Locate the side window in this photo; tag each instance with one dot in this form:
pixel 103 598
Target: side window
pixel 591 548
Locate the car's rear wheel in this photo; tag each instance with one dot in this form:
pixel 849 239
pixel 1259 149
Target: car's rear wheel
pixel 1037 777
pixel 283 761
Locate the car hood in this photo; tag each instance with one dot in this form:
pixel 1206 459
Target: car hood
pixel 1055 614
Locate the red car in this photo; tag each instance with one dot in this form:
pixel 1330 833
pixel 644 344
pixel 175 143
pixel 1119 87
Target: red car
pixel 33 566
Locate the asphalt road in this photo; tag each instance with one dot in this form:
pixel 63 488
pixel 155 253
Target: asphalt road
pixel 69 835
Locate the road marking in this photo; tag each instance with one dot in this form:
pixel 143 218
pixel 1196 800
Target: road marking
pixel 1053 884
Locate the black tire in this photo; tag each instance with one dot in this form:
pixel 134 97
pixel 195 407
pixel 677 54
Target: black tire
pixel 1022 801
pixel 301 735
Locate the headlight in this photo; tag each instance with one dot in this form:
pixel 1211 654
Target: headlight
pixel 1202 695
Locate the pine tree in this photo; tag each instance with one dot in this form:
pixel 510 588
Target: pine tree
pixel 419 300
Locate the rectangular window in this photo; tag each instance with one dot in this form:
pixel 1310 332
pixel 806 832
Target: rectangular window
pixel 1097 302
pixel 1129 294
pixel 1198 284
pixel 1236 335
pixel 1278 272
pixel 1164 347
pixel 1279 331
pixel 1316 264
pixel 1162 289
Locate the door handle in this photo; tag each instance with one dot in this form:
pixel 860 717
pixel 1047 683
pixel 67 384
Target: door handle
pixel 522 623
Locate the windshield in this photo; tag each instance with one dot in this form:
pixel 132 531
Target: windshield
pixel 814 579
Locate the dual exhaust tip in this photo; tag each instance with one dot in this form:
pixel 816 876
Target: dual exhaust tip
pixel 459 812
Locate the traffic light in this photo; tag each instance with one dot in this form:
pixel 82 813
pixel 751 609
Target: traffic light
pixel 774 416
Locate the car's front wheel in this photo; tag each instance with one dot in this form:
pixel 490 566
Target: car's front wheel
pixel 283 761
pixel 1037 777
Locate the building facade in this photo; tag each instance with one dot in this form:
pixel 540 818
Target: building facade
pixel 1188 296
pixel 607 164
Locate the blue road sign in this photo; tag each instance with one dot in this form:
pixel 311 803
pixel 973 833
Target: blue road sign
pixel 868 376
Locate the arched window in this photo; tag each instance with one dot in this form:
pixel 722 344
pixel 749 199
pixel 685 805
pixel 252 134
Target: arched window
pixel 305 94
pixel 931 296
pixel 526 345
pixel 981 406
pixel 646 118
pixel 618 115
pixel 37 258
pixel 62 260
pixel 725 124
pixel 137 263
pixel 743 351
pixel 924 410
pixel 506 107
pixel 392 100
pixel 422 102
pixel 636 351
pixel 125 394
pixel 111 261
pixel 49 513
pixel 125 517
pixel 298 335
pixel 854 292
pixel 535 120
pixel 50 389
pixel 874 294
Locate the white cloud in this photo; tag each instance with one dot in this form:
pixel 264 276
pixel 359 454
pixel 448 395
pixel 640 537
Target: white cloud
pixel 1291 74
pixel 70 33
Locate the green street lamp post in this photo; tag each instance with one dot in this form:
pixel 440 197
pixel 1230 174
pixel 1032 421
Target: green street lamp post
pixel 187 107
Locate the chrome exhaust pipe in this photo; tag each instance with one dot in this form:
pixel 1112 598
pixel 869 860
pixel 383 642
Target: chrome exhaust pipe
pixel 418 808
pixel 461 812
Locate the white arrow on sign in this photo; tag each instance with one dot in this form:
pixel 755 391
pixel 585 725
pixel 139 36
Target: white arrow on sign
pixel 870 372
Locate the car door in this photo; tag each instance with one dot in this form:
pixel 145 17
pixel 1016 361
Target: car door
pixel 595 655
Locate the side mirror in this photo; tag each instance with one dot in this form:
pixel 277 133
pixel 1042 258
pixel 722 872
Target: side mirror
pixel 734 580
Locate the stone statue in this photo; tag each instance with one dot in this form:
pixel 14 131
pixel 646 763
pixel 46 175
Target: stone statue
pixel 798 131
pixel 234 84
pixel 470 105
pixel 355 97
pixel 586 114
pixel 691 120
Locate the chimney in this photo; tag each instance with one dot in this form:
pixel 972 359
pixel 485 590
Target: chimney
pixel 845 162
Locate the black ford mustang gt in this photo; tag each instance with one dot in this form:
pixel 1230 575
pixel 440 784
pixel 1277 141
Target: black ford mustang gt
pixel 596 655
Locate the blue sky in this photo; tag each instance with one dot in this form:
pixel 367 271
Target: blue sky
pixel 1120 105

---------------

▶ _THE REQUEST_:
Reproduce all of the data above verbatim, keeping every line in its original order.

▶ _OUTPUT_:
Locate the side window in this photo; tag each instance with one dot in this form:
pixel 103 598
Target: side window
pixel 591 548
Locate the car's rear wheel in this photo; tag each instance with one dot in this form:
pixel 849 239
pixel 1259 149
Target: car's rear wheel
pixel 1037 777
pixel 283 761
Locate the car hood in this photo; tag each instance with one dot in this form:
pixel 1206 459
Target: car hood
pixel 1055 614
Locate the red car in this photo; tag each instance with one dot in this form:
pixel 1330 833
pixel 644 344
pixel 175 143
pixel 1119 87
Target: red car
pixel 33 566
Locate the asphalt road in this photo; tag each instance with one dot in this form:
pixel 63 488
pixel 155 253
Target: asphalt road
pixel 69 835
Locate the road marking in this photo; tag each instance with one dot in this form:
pixel 143 218
pixel 1196 800
Target: road marking
pixel 1053 884
Locate the black tire in this photo; tag each instance with one dot in this form:
pixel 134 97
pixel 195 407
pixel 677 54
Target: black tire
pixel 1022 801
pixel 301 735
Locate the headlight in this photo; tag each instance with one dot in this form:
pixel 1211 654
Target: headlight
pixel 1202 695
Locate the pine tree in this photo; tag each instance with one dot in this form:
pixel 510 588
Target: pine tree
pixel 419 300
Locate the rectangular window in this photo; tag each instance with one dot in this form:
pixel 1310 332
pixel 806 832
Target: rectangular window
pixel 1097 302
pixel 1129 294
pixel 1198 284
pixel 1236 335
pixel 1278 272
pixel 1164 347
pixel 1279 331
pixel 1316 264
pixel 1162 289
Locate the door handle in this photo; tag each instance with one dot in this form:
pixel 860 717
pixel 1047 683
pixel 67 384
Target: door handle
pixel 522 623
Locate the windshield in this photo; tag each instance with one dot in this form:
pixel 132 531
Target: windshield
pixel 814 579
Locate the dual exhaust tip in this photo; tag each instance with one dot in this form:
pixel 816 876
Target: dual exhaust tip
pixel 459 812
Locate the traffic light in this photo; tag each instance with one dot in this form:
pixel 82 813
pixel 751 609
Target: traffic light
pixel 774 416
Locate the car's front wheel in this photo; tag each instance with one dot in this form:
pixel 490 566
Target: car's front wheel
pixel 283 761
pixel 1037 777
Locate the building facade in this photo; tag each instance with one dot in this form:
pixel 540 818
Target: building facade
pixel 1188 296
pixel 607 164
Locate the blue road sign in this photo; tag each instance with one dot in this form:
pixel 311 803
pixel 973 833
Target: blue road sign
pixel 868 376
Locate the arched window in this photo; tag each instance with one dot in this form:
pixel 722 344
pixel 749 199
pixel 685 805
pixel 252 134
Target: arched window
pixel 305 94
pixel 931 296
pixel 526 345
pixel 981 406
pixel 646 118
pixel 618 115
pixel 37 258
pixel 62 260
pixel 725 124
pixel 137 263
pixel 743 351
pixel 924 410
pixel 506 107
pixel 392 100
pixel 422 102
pixel 636 351
pixel 125 394
pixel 111 261
pixel 49 513
pixel 125 517
pixel 298 335
pixel 854 292
pixel 535 120
pixel 50 389
pixel 874 294
Locate the white cloud in this photo; tag each instance with one dot in this form:
pixel 264 276
pixel 359 454
pixel 448 395
pixel 640 537
Target: white cloud
pixel 1291 74
pixel 70 33
Locate the green street lamp post in this photo; tag each instance with one dot in this form:
pixel 440 197
pixel 1230 174
pixel 1032 421
Target: green street lamp post
pixel 187 107
Locate the chrome exhaust pipe in this photo; tag each instance with one dot in this form:
pixel 1112 598
pixel 869 860
pixel 383 642
Target: chrome exhaust pipe
pixel 418 808
pixel 461 812
Locate the white arrow on sign in this photo; tag each instance with one dot in this form:
pixel 755 391
pixel 585 725
pixel 139 36
Target: white arrow on sign
pixel 870 372
Locate the car door in this photo; tag each instance with one dot in this form:
pixel 145 17
pixel 1016 361
Target: car door
pixel 595 655
Locate the side mirror in this photo; tag each instance with one dot in this form:
pixel 277 133
pixel 1042 258
pixel 722 872
Target: side mirror
pixel 734 580
Locate the stone statue in this photo; tag each instance with one dot in this form:
pixel 14 131
pixel 646 763
pixel 46 175
Target: stone statue
pixel 798 131
pixel 234 84
pixel 470 105
pixel 355 97
pixel 586 114
pixel 691 120
Locate the chimney in this photo; tag each instance with one dot in this form:
pixel 972 359
pixel 485 590
Target: chimney
pixel 845 162
Locate the black ford mustang gt in this photo; tag each instance with one dot in this form:
pixel 1230 575
pixel 440 784
pixel 1277 141
Target: black ford mustang gt
pixel 596 655
Locate the blue sky in this photo; tag each instance with one dot in this form:
pixel 367 271
Target: blue sky
pixel 1120 105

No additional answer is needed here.